Gazing at the Golden Gate Bridge from across the San Francisco bay, I felt certain: This was where I was meant to be.
I was visiting the University of California, Berkeley my junior year of high school, and I didn’t even have to finish the tour before I knew I wanted to call myself a Bear (not the assless-leather-chap-wearing kind). So I worked tirelessly to tailor my application to the school’s requirements, toiled over countless drafts of admissions essays, and militantly maintained my top-tier GPA. And it all became worth it as I read those five words every college-bound high school senior dreams of: “Congratulations, you have been accepted…”
Why then, you ask, am I writing for the Oregon Daily Emerald and not the Berkeley Daily Californian? The answer is simple: My parents and I couldn’t afford the roughly $42,000 per year price tag.
This isn’t to say I’m unhappy with the way things turned out; after four years at Oregon, I couldn’t be prouder to call myself a Duck. But I still occasionally wonder how my life would be different if I had called Berkeley, Calif., my college-career home.
Yesterday, I got a small taste of what it might have been like as I sat in on a session of “Climate Change: Law and Policy,” a course at Berkeley taught by professor William Collins. For free.
Confused? Thank the Internet.
The business of imparting a college-level education upon the masses has become just that: a business. And a multi-billion dollar one, at that. Tuition is sky-high and shows no signs of coming down. Students and their families are forced to make sacrifices they can only hope a college degree will pay for, and still the specter of loan debt haunts many throughout much of their adult lives.
If you ask me, it’s only a matter of time before someone discovers a better way, and when that day comes, the American higher education system had better look out. As it turns out, the day may have already come.
As technology develops, the existing system begins to look ever more antiquated. I can take classes online, correspond with my professors via e-mail and Blackboard, listen to lectures via podcast, read entire books on a handheld digital reader, and even earn an entire degree online (though, admittedly not from any top-tier schools).
And, I recently discovered, I can take classes from schools such as Harvard, Princeton, Yale and Berkeley without ever leaving my desk and, most importantly, without ever paying a cent.
Academicearth.com is a recently created Web site that illustrates just how much potential the Internet has to change the institution of higher education. On it are posted video recordings of lectures from a number of Ivy-League schools, as well as screen shots and footage of entire course materials for classes in math, science, economics and literature. You can literally attend the entire “Physics 1: Classical Mechanics” course at MIT, lecture notes and all.
“As more and more high-quality educational content becomes available online for free, we ask ourselves: What are the real barriers to achieving a world class education? At Academic Earth, we are working to identify these barriers and find innovative ways to use technology to increase the ease of learning,” according to the Web site. “We are building a user-friendly educational ecosystem that will give internet users around the world the ability to easily find, interact with, and learn from full video courses and lectures from the world’s leading scholars.”

Object location annotation data:
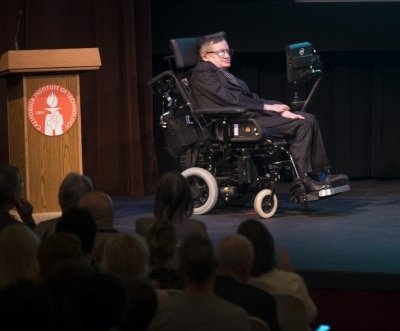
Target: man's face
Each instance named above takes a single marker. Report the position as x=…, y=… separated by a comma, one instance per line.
x=218, y=53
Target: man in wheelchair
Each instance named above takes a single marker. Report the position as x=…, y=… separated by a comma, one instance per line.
x=230, y=144
x=213, y=86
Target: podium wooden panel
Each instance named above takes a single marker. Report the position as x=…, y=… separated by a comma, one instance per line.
x=44, y=160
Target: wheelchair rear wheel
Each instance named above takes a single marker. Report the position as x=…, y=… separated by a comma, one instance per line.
x=204, y=189
x=265, y=204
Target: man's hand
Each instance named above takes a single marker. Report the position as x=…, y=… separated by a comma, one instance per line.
x=276, y=107
x=289, y=114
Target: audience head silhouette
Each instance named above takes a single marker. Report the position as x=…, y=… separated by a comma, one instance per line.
x=126, y=256
x=235, y=256
x=196, y=259
x=173, y=201
x=73, y=186
x=161, y=240
x=100, y=207
x=79, y=222
x=263, y=244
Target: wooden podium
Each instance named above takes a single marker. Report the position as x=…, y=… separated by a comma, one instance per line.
x=51, y=76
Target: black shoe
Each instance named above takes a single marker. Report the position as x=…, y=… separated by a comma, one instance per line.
x=312, y=185
x=337, y=180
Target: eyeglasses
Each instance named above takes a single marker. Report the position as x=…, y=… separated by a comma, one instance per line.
x=221, y=53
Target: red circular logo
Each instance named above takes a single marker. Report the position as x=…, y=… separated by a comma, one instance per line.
x=52, y=110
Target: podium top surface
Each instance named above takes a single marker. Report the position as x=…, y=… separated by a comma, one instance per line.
x=47, y=60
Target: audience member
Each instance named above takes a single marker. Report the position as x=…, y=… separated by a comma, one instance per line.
x=10, y=198
x=59, y=249
x=101, y=208
x=161, y=240
x=26, y=306
x=142, y=306
x=174, y=204
x=198, y=308
x=265, y=273
x=18, y=260
x=126, y=256
x=73, y=186
x=235, y=256
x=97, y=302
x=81, y=223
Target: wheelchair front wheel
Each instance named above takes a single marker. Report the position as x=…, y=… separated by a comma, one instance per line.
x=204, y=189
x=264, y=204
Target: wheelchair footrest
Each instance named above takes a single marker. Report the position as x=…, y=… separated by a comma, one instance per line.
x=333, y=191
x=299, y=194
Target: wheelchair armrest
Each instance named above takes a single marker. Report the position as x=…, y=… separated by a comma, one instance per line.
x=226, y=110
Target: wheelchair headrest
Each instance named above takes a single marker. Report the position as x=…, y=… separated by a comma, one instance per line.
x=186, y=50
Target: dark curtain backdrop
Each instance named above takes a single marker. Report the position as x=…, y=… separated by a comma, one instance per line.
x=357, y=103
x=116, y=105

### WRITTEN REQUEST
Resume the column on free online college lectures, starting after its last sentence. The records have nothing to do with the column on free online college lectures.

### RESPONSE FOR THIS EXERCISE
So … why am I paying more than $20,000 per year as an in-state student for a degree from the University of Oregon which, despite its charm, isn’t MIT or Berkeley? Why am I even paying to go to school at all?
Well, because I still need the official slip of paper that says I graduated from college. Because Academicearth.com doesn’t offer national accreditation. And because I can’t go to a keg party online. Colleges and universities will survive as long as they continue to offer things that can’t be found anywhere else.
But the Internet is remarkably adaptable, and has already shown unprecedented ability in transforming institutions that for ages seemed unshakable – take newspapers, for instance. No one would have believed 10 or 15 years ago that today newspapers as we know them would be on the brink of extinction. But people have grown tired of buying information – we want it free and we want it easy – and the Internet offers that.
This is exactly why Huffington Post writer Don Tapscott is worried about the university. Just like newspapers, he points out, universities are “in the business of creating and communicating information.” And, just like newspaper readers, university students are looking for a different way.
“The smartest students want to get an ‘A’ without having ever gone to the lectures. They understand that there are better ways of learning than being the passive recipient of a one-way, one size fits all, teacher-focused model where the student is isolated in the learning process,” Tapscott says.
For now, I think the university is safe. But when the likes of Harvard, Yale and MIT jump on board a potentially revolutionary new model, it seems only a matter of time before the old one crumbles. Probably not in 10 years, and maybe not even in 15. But if the university goes that long without drastically adapting to integrate technology and teaching so as to make learning better and more efficient, and therefore less costly, it very well could die.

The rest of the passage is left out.